_DATA PROVIDED_
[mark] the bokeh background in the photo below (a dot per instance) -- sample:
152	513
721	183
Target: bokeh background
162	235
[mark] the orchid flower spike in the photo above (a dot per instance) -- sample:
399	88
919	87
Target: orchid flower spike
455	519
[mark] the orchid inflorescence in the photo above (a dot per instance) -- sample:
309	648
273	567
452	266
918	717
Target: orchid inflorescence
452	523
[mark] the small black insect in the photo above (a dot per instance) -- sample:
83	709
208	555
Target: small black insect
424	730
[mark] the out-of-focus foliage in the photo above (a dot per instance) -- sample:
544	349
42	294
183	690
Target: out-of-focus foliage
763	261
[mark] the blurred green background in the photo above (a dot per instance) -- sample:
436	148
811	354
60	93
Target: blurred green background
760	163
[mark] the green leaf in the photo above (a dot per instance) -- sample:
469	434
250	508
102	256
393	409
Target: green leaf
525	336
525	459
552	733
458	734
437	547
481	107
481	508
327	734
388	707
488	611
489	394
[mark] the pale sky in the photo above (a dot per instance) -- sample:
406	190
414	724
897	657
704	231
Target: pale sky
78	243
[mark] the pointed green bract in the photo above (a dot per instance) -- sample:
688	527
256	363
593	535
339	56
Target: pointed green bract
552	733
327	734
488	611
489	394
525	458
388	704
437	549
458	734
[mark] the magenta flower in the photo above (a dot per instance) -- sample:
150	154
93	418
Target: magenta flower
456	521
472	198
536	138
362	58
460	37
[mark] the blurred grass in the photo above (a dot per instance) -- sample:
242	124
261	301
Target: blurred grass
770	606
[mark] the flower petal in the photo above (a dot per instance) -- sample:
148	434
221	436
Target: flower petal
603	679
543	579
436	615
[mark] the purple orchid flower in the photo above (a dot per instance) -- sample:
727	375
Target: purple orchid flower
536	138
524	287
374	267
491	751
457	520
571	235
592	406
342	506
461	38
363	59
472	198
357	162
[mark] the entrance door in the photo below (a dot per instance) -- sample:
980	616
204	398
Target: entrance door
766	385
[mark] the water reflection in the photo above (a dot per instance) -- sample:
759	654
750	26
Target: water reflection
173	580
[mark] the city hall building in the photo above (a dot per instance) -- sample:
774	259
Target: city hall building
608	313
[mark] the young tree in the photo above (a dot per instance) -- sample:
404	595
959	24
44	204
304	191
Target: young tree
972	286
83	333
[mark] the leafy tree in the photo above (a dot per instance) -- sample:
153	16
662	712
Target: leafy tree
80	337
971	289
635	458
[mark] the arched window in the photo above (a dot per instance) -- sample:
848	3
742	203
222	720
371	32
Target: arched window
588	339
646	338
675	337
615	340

* * *

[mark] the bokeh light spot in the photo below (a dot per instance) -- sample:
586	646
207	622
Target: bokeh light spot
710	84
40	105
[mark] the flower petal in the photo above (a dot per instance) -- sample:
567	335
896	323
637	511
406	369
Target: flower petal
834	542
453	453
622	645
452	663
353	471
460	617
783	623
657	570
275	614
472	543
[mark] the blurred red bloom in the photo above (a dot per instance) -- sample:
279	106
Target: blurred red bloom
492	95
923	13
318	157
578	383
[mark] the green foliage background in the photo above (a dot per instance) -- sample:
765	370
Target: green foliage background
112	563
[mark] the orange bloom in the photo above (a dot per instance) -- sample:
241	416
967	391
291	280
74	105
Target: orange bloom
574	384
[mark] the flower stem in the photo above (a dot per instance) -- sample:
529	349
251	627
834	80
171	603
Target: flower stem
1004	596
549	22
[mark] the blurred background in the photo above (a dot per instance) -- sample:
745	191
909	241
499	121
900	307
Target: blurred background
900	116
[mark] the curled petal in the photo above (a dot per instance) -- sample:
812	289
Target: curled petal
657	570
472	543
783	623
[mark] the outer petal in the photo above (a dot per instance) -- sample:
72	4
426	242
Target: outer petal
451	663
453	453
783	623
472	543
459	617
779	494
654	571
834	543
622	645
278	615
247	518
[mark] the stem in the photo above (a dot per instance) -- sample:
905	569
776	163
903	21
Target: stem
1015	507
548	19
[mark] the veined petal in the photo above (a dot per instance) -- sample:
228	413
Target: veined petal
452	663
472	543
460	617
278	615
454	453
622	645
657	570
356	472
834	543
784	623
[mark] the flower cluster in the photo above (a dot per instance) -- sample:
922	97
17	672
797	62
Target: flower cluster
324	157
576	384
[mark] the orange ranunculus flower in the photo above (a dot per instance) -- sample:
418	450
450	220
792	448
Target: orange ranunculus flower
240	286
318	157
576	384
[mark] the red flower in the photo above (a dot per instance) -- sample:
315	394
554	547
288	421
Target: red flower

* * *

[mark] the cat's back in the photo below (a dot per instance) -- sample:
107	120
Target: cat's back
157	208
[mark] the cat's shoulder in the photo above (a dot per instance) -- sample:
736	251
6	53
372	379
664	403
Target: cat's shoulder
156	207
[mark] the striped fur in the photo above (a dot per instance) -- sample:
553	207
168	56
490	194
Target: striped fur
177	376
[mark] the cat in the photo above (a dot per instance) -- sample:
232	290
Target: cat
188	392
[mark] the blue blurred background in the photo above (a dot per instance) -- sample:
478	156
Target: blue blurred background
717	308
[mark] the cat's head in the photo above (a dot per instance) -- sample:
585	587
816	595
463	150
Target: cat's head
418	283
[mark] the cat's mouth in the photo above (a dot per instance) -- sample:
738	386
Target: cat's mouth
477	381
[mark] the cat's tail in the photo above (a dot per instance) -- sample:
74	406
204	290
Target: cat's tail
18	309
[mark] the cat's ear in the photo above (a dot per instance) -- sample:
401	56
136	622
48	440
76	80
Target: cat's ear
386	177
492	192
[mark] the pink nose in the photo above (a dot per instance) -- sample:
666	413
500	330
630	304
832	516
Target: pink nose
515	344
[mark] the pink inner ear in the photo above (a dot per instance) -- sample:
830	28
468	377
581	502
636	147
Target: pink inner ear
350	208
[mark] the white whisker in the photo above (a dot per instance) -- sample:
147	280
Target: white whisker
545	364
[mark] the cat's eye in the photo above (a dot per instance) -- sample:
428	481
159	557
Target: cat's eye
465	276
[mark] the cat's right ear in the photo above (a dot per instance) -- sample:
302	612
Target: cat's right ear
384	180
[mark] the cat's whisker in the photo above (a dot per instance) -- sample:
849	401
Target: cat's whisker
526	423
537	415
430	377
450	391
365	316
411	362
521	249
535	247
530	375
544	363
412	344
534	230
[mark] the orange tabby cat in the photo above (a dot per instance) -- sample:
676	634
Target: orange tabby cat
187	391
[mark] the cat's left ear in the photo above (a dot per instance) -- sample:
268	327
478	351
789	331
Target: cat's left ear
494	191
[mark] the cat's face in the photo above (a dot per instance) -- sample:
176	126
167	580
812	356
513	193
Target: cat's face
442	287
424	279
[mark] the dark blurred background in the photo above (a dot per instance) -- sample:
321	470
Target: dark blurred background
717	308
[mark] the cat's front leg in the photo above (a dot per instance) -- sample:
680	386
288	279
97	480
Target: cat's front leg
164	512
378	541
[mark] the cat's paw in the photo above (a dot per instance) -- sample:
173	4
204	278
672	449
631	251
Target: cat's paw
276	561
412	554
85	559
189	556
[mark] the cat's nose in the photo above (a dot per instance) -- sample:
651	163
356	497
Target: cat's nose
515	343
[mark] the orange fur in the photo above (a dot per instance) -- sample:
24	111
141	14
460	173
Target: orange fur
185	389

_STATED TASK_
List, in full, each line of the records above that contains the word "arched".

_EXERCISE RESPONSE_
[mark] the arched window in the photo above (a dot per instance) -- sample:
Target: arched window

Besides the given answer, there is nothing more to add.